ARBEITSAUFTRÄGE:
a – Nennen Sie alle Personen, die der Textauszug über die Pressekonferenz zum Projekt WINN-RLP als Anwesende aufführt, jeweils mit der dort angegebenen Einrichtung.
b – Beantworten Sie anhand des Textauszugs über die Pressekonferenz zum Projekt WINN-RLP folgende Fragen:
(i) Wie viele Wissenschaftler hatten an der Initiative mitgewirkt?
(ii) Wer eröffnete die Pressekonferenz?
(iii) Wann und wo findet der erste Workshop statt?
c – Setzen Sie den Textauszug über die Pressekonferenz zum Projekt WINN-RLP fort.

TEXTAUSZUG:
• • • • • • •

Am Donnerstag dem 12.12.2019 lud das ISSO-Institut zur Pressekonferenz ins Dreikönigenhaus ein. Thema war das eigens initiierte Projekt WINN-RLP zur Weiterentwicklung der Nachhaltigkeitsstrategie des Landes Rheinland-Pfalz. An der Initiative hatten 20 Wissenschaftler namhafter Universitäten mitgewirkt, was in dieser Form bisher einmalig in Deutschland ist. Nun wollte man die Ergebnisse der einjährigen Arbeit vorstellen. Zu den Anwesenden zählten neben Martin Görlitz und Beatrix Sieben (ISSO) Prof. Dr. Hans Diefenbacher (FEST Heidelberg), Dr. Nadine Kammerlander (WHU – Otto Beisheim School of Management), Prof. Dr. Henning Pätzold (Universität Koblenz) und Michael Frein vom Wirtschaftsministerium.


Eröffnet wurde die Pressekonferenz durch Martin Görlitz, Stifter und Gründer des ISSO, das sich als Transferinstitut für nachhaltigkeitsorientierte Fragestellungen in Rheinland-Pfalz versteht. Nicht zuletzt mit diesem Projekt belegt es seine Schnittstellenfunktion zwischen Hochschulen, Ministerien und Gesellschaft. “Wir möchten Prozesse der Wissensintegration und der Partizipation aktiv gestalten”, erklärte Martin Görlitz und betonte, es gehe dabei vor allem um konkrete, praktische Arbeit. “Lassen sich aus den gewonnenen Erkenntnissen Aktionen ableiten? Welche Leitlinien sollte die Politik setzen? Wir müssen rein ins Handeln. Daher ist es notwendig, dass noch mehr Akteure der Gesellschaft zusammenwirken.”

Aus diesem Grunde seien Workshops mit Stakeholdern in Planung. Beatrix Sieben ergänzte: “Der erste Workshop wird am 27.01. in Mainz stattfinden. Ein zweiter Termin wird offener ausgelegt sein, so dass auch Vereine und weitere Interessierte daran teilnehmen können. Diesen Termin werden wir noch bekanntgeben.”

• • • • • • •

Einträge zur Ortsbestimmung
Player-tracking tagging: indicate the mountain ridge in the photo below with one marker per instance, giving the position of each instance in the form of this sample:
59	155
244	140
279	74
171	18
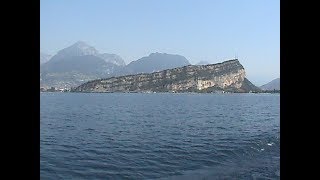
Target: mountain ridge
226	76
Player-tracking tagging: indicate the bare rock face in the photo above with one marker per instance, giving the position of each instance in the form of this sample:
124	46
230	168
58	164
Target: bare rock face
226	76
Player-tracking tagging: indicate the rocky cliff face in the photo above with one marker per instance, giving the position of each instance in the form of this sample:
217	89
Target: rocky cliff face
226	76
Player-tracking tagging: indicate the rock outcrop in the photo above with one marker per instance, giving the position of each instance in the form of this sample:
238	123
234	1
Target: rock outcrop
226	76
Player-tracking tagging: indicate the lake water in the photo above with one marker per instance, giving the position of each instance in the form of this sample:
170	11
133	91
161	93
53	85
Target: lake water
159	136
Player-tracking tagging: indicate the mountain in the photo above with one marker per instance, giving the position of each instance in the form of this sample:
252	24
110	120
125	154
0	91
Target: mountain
44	57
225	76
155	62
274	84
77	64
112	58
203	63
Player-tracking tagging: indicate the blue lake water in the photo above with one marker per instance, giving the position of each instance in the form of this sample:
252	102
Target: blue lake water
159	136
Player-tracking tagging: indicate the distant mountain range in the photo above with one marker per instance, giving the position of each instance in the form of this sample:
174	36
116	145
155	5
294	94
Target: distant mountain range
81	62
273	85
203	63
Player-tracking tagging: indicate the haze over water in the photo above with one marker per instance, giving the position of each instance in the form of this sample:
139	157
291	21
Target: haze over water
162	135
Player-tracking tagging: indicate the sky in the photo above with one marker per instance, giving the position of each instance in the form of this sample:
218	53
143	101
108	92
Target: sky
200	30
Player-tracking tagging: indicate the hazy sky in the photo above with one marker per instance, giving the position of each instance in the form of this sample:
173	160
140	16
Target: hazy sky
200	30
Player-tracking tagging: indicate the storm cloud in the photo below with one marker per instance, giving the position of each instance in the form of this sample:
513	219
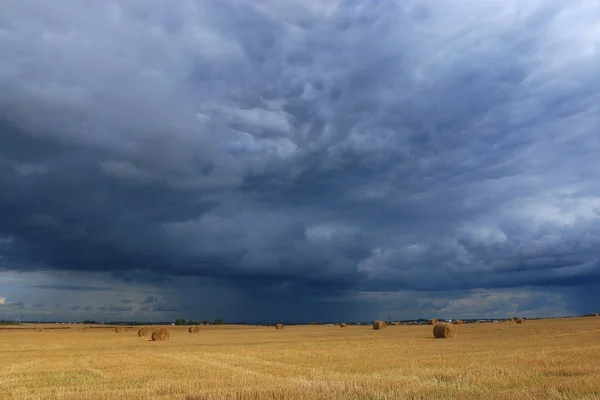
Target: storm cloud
325	153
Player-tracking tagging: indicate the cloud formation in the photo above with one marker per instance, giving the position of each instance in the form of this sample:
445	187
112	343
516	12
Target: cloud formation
304	149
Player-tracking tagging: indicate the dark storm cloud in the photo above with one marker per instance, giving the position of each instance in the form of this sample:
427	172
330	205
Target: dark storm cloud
72	287
115	309
303	148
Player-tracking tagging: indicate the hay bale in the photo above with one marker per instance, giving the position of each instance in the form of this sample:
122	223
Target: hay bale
160	335
444	331
144	331
378	325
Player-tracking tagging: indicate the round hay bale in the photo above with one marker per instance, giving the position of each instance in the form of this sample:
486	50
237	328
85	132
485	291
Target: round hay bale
378	325
444	331
144	331
160	335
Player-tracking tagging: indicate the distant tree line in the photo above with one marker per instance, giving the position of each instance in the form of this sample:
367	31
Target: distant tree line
183	321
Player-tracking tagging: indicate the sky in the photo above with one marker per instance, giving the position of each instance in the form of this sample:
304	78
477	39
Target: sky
299	160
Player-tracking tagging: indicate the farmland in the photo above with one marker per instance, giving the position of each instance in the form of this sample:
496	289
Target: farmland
551	359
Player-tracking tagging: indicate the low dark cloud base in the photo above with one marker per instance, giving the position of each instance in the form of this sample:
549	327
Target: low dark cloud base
303	150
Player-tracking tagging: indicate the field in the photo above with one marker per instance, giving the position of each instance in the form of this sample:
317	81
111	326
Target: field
549	359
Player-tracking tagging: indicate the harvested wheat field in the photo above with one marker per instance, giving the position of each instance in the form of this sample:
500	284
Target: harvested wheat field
550	359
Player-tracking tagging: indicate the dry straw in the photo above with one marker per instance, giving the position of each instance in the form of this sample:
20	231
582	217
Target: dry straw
444	331
378	325
144	331
160	335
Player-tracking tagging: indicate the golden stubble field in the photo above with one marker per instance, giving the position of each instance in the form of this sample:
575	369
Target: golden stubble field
550	359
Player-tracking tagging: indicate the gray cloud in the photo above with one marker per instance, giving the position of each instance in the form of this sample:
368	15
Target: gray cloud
304	150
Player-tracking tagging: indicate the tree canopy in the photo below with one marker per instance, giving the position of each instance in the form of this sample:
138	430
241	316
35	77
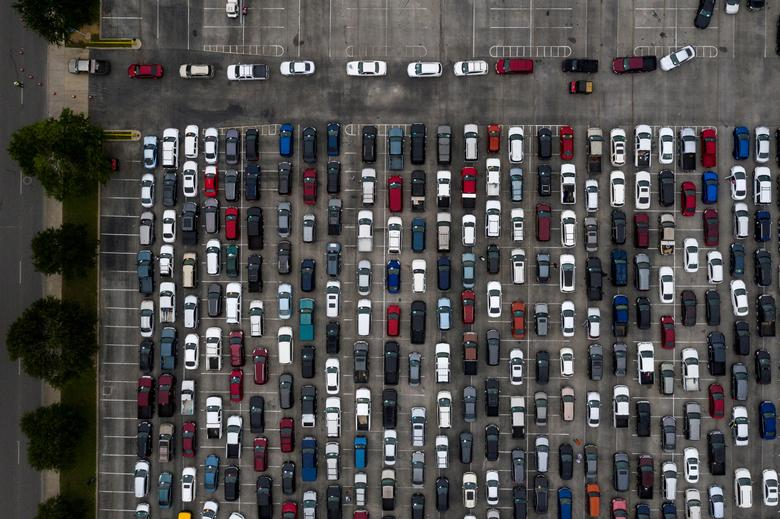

• • • • • • •

LÖSUNGEN:
a –
Martin Görlitz (ISSO)
Beatrix Sieben (ISSO)
Prof. Dr. Hans Diefenbacher (FEST Heidelberg)
Dr. Nadine Kammerlander (WHU – Otto Beisheim School of Management)
Prof. Dr. Henning Pätzold (Universität Koblenz)
Michael Frein (Wirtschaftsministerium)

b –
(i) 20 Wissenschaftler namhafter Universitäten
(ii) Martin Görlitz, Stifter und Gründer des ISSO
(iii) Am 27.01. in Mainz

c –
Michael Frein vom Wirtschaftsministerium hob hervor, dass das beeindruckende Projekt auf die Initiative des ISSO zurückgehe. “Ich möchte meinen Dank ans ISSO und vor allem Herrn Görlitz aussprechen. Auch danke ich den 20 Wissenschaftlerinnen und Wissenschaftlern. So einen interdisziplinären Prozess hat es, bundesweit betrachtet, noch nicht gegeben!” Der Politiker blickte auf die Entstehung und den Verlauf des Projektes zurück. “Wir können stolz sein in Rheinland-Pfalz. Nachhaltigkeit ist ein Kernthema, mit dem wir uns seit 2001 intensiv befassen und durch Indikatorenberichte bis jetzt ununterbrochen durchgezogen haben. Das ISSO liefert einen wichtigen Diskussionsbeitrag. Nun müssen die Ideen und Vorschläge überprüft werden. Wir sprechen hier von der Agenda 2030.”

Das schien das passende Stichwort für Prof. Dr. Hans Diefenbacher von der Universität Heidelberg zu sein. “Eigentlich möchten wir die Dinge schneller angehen, aber manches braucht Zeit in der Umsetzung. Zudem muss man auch einsehen, dass man sich mit einigen Dingen bewusst Zeit lassen sollte, weil sich aktuell noch nicht abbildet, ob die Ideen tatsächlich sinnvoll sind”, so der Wissenschaftler. Seiner Ansicht nach, komme es auf die Verortung der Strategie an. “Das Verfahren muss mit Partizipation regelmäßig überarbeitet werden und benötigt einen institutionellen Ort.” Würde sich dafür nicht das ISSO in Koblenz anbieten?

Prof. Dr. Diefenbacher fordert eine sinnvolle Finanzierung und die Einsicht, dass die Universitäten eine Vorreiterrolle übernehmen sollten. Auch an dieser Stelle dürfte jeder anwesende Koblenzer an den Florinsmarkt gedacht haben. Koblenz könnte sich mit diesem Thema einen Namen machen.

Schwierigkeiten sieht der Experte insbesondere in den folgenden Bereichen

  • Mobilität (Die Wissenschaftler empfehlen aufgrund der Komplexität dieses Themas den Einsatz eines neuen Gremiums.)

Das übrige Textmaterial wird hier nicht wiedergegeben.